Exercise directions: Retype, word for word, every line starting at the line with "the wrestler in" and ending with the final line of the entries; skip the pictures.

Exercise input:
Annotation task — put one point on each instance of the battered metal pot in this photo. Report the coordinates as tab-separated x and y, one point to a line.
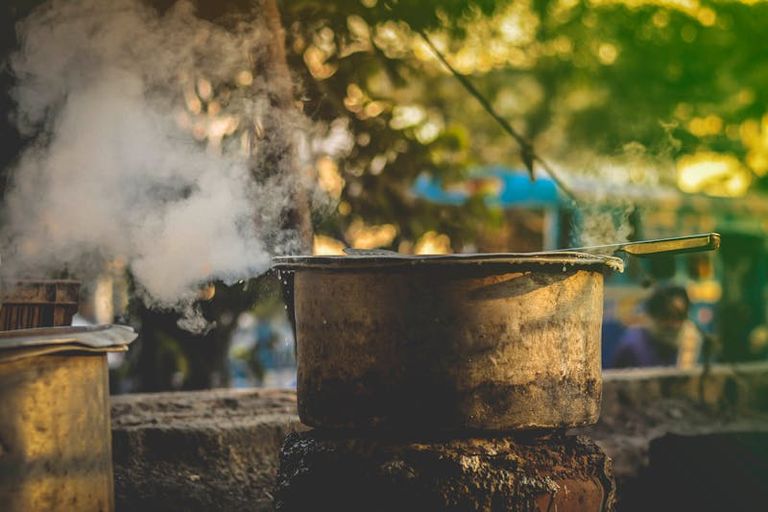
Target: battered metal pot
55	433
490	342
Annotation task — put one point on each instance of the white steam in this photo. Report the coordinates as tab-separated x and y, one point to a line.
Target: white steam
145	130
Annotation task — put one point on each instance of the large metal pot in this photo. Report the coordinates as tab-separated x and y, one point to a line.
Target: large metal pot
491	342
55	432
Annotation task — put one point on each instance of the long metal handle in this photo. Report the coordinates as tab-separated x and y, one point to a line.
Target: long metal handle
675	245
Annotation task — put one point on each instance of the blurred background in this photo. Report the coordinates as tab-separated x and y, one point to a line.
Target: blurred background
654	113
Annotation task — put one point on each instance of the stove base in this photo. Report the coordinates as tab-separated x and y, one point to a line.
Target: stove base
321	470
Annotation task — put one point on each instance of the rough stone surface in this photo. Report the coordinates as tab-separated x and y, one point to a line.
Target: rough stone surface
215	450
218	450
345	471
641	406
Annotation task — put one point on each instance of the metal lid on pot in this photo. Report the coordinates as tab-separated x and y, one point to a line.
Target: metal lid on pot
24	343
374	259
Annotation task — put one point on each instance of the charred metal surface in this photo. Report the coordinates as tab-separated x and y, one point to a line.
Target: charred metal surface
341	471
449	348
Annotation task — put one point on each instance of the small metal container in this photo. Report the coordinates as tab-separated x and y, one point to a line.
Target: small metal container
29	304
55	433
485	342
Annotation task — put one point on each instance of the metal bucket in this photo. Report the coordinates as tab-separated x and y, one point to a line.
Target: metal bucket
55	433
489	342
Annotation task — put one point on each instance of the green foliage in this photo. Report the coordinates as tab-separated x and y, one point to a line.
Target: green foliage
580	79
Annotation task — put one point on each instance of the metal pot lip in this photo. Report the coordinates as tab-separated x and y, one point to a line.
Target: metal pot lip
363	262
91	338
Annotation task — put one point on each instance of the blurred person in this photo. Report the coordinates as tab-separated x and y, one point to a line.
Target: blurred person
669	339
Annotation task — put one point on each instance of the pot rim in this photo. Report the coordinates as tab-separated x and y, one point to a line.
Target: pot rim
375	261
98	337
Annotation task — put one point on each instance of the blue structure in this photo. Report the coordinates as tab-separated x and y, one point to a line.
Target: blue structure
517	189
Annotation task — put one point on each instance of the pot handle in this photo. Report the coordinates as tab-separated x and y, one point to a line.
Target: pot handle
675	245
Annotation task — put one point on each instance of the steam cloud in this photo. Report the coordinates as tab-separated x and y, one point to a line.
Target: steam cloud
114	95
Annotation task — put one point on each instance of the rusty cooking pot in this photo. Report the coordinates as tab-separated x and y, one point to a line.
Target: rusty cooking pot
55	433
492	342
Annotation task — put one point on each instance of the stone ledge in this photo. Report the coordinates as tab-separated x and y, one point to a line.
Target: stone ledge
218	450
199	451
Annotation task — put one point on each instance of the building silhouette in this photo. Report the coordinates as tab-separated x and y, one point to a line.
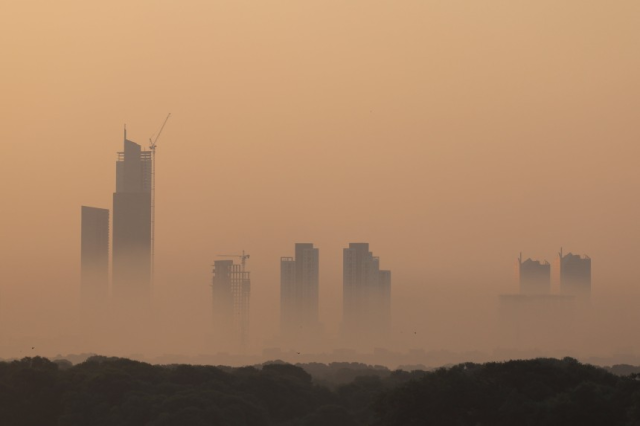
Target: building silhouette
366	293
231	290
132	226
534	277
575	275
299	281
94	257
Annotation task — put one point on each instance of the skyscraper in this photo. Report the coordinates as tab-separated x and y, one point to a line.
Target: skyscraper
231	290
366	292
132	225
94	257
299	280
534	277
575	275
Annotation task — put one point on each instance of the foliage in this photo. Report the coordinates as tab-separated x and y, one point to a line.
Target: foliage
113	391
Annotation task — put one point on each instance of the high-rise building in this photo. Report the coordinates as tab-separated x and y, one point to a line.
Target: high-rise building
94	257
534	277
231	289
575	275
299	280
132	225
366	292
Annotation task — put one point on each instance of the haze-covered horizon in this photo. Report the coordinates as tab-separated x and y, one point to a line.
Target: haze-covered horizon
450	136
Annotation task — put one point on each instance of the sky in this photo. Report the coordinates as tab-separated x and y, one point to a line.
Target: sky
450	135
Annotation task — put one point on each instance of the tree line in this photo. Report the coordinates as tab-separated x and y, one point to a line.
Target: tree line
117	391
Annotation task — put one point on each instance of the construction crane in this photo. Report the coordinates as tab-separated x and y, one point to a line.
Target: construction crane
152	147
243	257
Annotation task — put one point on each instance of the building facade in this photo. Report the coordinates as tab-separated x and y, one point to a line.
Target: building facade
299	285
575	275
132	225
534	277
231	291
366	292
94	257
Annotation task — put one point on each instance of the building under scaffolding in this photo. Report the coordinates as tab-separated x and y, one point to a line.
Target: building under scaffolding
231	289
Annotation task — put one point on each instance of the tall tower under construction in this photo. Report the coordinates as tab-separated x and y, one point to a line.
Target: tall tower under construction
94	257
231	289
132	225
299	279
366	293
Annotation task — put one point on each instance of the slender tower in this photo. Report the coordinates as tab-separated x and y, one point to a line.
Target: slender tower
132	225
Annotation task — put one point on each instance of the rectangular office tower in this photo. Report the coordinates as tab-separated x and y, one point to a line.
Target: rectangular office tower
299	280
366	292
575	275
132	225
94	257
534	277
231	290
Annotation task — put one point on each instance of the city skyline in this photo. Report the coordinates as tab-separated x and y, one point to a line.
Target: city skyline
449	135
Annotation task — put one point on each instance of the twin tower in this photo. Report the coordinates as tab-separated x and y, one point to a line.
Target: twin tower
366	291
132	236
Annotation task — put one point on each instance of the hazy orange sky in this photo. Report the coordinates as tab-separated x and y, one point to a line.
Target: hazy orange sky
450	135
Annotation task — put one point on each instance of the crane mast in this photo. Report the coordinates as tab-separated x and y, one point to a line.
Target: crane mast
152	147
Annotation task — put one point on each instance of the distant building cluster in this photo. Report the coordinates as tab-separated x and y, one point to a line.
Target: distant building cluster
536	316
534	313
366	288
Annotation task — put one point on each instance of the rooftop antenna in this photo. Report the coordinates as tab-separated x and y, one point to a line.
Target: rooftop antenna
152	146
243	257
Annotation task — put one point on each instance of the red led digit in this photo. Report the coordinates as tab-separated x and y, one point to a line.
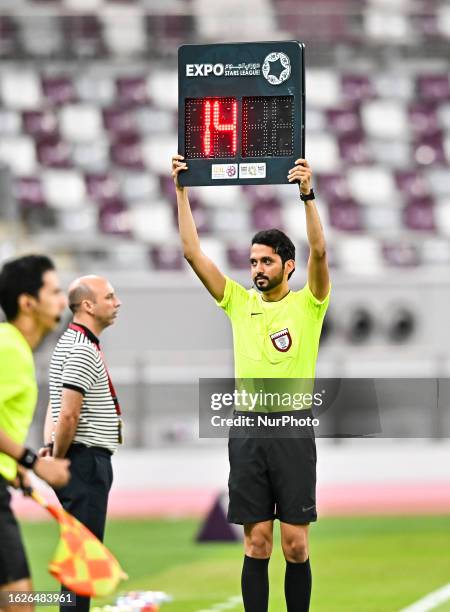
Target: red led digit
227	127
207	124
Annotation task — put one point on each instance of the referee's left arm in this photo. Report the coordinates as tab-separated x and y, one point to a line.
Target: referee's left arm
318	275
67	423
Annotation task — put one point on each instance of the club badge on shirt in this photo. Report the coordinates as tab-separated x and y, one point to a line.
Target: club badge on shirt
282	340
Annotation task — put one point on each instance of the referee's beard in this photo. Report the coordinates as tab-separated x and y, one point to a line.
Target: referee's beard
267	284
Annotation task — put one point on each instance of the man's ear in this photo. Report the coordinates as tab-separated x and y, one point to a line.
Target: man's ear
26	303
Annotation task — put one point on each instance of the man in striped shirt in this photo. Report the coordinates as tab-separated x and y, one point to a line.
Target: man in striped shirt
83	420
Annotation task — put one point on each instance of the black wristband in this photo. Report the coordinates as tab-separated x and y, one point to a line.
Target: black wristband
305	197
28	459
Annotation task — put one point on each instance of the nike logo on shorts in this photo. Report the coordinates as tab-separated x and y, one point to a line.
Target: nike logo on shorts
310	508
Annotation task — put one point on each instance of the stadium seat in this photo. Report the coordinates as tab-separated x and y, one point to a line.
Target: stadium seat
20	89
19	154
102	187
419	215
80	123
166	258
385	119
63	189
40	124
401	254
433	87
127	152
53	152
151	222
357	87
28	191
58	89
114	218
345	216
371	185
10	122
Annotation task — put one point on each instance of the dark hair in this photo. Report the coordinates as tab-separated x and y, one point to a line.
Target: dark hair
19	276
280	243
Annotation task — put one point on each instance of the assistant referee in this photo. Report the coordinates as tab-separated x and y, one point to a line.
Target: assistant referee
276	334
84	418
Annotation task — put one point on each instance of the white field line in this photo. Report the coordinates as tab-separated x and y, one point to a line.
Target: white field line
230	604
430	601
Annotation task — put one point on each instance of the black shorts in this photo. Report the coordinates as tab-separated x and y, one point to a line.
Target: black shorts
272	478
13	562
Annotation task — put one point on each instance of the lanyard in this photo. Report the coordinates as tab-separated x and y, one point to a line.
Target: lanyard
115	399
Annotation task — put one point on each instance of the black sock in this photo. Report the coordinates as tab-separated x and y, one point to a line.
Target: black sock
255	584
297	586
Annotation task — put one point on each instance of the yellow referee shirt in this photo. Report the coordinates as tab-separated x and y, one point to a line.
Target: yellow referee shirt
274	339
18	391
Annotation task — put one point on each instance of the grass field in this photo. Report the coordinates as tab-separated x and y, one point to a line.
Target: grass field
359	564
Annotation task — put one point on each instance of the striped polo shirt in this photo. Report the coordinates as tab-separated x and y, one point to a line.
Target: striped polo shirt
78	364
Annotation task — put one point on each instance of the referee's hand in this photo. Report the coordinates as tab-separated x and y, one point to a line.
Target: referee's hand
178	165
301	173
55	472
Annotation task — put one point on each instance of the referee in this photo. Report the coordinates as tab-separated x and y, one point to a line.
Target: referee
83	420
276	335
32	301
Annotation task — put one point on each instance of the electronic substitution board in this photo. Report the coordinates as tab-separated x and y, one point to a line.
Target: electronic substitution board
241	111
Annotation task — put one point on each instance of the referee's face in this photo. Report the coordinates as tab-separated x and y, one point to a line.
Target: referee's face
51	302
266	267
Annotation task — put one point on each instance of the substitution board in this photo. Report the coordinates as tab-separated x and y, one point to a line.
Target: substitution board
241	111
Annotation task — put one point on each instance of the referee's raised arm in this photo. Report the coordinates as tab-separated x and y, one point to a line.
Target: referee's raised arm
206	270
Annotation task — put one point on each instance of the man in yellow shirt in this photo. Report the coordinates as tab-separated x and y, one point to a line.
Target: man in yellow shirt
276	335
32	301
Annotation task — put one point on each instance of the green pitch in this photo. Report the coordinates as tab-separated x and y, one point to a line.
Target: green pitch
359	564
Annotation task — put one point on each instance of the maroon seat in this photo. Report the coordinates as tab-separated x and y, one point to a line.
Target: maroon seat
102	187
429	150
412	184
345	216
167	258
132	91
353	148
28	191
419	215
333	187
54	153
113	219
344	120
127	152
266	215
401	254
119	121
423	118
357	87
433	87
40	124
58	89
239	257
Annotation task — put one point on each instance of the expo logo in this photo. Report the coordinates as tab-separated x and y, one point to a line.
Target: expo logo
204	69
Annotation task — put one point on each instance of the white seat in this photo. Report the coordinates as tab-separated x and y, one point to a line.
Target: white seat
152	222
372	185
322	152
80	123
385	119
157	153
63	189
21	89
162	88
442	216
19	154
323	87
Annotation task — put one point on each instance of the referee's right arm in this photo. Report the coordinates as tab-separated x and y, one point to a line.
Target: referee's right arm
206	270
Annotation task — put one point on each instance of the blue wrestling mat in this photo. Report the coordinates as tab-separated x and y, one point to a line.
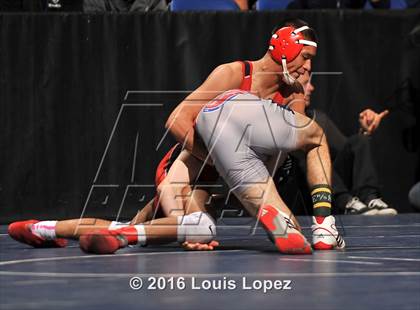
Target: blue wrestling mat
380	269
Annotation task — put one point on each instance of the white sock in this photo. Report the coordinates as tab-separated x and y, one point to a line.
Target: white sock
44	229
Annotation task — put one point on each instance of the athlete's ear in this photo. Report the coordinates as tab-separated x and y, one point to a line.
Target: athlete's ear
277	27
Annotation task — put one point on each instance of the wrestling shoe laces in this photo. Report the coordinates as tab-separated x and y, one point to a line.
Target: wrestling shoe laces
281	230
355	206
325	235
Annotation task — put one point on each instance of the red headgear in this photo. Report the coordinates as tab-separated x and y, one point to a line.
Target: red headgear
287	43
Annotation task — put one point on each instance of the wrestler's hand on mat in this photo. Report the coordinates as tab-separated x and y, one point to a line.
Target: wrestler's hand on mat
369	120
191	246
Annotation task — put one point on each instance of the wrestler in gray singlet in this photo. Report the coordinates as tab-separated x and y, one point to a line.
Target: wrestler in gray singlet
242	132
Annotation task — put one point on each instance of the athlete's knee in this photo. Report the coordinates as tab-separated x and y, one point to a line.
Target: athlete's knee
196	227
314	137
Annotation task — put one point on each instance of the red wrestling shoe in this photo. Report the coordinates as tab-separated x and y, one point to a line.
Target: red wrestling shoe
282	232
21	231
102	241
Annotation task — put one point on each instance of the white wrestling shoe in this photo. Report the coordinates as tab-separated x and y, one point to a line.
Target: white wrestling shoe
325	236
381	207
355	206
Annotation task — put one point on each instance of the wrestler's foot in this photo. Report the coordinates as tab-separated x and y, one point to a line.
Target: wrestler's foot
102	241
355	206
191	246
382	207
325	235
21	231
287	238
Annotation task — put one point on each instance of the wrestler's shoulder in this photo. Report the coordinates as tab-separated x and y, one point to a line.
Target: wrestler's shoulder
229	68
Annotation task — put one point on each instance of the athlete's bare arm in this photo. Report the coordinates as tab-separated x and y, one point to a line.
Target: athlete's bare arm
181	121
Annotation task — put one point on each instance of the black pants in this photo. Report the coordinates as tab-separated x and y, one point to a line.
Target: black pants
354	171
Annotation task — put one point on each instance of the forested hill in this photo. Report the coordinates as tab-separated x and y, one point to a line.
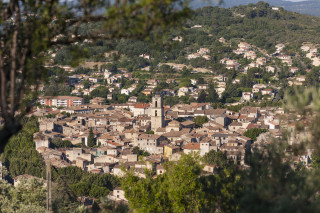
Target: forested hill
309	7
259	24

Response below:
Annotation task — put one point on each instance of the wrestler in gray singlet in this photo. Report the coordinates as tab-separated x and y, one point to a line.
Target: wrestler in gray singlet
242	132
Annotation task — put one point on each instance of the athlete's knee in this photo. Report the coordinates as tab-separated x and y, one point to a line.
Target: athlete's knee
196	227
314	137
Annotation task — put one point on each instance of the red wrestling shoe in this photo. Report the coordinates as tab-separated x and y, one point to a line.
Target: red wrestling shoe
282	232
21	231
102	241
Annotation task — put one point on each instance of the white wrestling shoe in this photo. Report the coordinates as tab-separated x and y, one point to a line.
Target: white wrestling shoe
325	236
381	207
355	206
Annotation task — put one point on each instance of the wrestler's foot in this photo. Report the coordinates as tab-separated x and y, one point to a line.
Target: wrestler's foot
102	241
355	206
191	246
382	207
325	235
21	231
287	238
Annotation task — put one point on each instance of the wrestler's shoulder in this photo. Report the coordinates as tab-separated x and y, one point to a line.
Target: wrestler's shoulder
229	68
Annotation task — put one point on each instance of the athlete's bare arm in this photo. Report the coordinates as tab-separated x and y, one point to a line.
Target: athlete's bare arm
181	121
Annotation task — put one point on each instance of the black pants in this photo. Report the coordinates as tab-separated x and y, one point to a line.
Target: black pants
354	171
Annotation task — put one point on each instance of the forested hill in this photo. Report the coordinates as tab-separated x and y, one point to a line.
Target: forested hill
309	7
259	24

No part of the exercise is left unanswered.